Here is one algorithm to factor $a + bi$ when $a \neq 0$, $b \neq 0$:
- Compute the norm of $a + bi$, which is a purely real integer $n$.
- Factor $n$ into $\mathbb{Z}$ primes and if possible further into Gaussian primes.
- From the Gaussian prime factorization of $n$, identify the conjugate pairs. In each conjugate pair, there is one number that belongs in the factorization of $a + bi$ and one that does not. At this point I wish I had something more clever than telling you to try each combination, by dividing $a + bi$ by each number of the conjugate pair and discarding those numbers which don't give Gaussian integers; if both divisions give Gaussian integers, discard one number of the pair arbitrarily.
- If necessary, prefix the factorization with a Gaussian unit (other than 1) to get the signs right.
The most important thing to remember is that the norm function is multiplicative: $N(pq) = N(p) N(q)$. This is something that you can carry over to many real and imaginary rings. Also, if the norm is a number that is prime in $\mathbb{Z}$, that means the corresponding number is prime (or at least irreducible) in the particular domain at hand.
In $\mathbb{Z}[i]$ we have the additional wrinkle that since $d = -1$ the norm function works out to $a^2 + b^2$, which can be occasionally confusing, compared to something more helpful like $a^2 + 2b^2$ in the case of $\mathbb{Z}[\sqrt{-2}]$ or $a^2 - 3b^2$ in the case of $\mathbb{Z}[\sqrt{3}]$.

════════

• To be done
In the text on factoring Gaussian integers, what is named as the most important thing to remember?

════════

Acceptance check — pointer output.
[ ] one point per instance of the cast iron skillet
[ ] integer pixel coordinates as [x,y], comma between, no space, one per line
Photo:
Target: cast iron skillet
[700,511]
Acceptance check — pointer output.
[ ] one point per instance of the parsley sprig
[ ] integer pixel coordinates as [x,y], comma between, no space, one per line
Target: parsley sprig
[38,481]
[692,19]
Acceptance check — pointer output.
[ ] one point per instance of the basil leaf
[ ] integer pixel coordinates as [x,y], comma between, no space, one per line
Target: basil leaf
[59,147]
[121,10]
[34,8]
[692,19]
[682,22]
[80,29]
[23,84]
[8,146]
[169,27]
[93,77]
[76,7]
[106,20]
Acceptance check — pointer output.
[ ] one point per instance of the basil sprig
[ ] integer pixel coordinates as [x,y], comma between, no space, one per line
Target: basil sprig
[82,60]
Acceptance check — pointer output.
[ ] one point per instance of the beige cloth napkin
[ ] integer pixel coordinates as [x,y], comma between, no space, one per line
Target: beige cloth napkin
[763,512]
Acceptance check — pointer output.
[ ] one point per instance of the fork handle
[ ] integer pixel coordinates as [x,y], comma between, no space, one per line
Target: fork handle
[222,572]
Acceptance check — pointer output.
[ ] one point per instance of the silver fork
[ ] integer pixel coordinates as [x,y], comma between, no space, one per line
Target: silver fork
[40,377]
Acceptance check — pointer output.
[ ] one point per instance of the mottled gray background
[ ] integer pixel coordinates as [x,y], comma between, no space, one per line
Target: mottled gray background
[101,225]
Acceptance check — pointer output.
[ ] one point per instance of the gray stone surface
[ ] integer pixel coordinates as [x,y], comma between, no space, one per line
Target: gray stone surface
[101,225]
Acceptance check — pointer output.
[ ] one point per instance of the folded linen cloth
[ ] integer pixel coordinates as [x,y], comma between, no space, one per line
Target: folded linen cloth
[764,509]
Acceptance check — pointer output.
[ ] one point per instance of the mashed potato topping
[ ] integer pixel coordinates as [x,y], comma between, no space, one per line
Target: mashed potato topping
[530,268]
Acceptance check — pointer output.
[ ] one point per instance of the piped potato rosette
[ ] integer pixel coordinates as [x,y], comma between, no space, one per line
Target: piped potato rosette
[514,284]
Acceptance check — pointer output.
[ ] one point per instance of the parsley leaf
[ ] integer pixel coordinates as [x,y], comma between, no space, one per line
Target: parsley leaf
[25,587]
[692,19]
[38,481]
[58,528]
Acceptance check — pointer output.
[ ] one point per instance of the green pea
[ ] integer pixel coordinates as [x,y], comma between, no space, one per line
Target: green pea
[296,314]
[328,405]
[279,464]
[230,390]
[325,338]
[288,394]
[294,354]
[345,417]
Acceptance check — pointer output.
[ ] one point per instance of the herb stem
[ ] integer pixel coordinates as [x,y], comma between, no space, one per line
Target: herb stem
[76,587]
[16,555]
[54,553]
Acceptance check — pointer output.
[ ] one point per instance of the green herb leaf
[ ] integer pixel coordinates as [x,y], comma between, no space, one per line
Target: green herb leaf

════════

• Correct result
The norm function is multiplicative: N(pq) = N(p)N(q).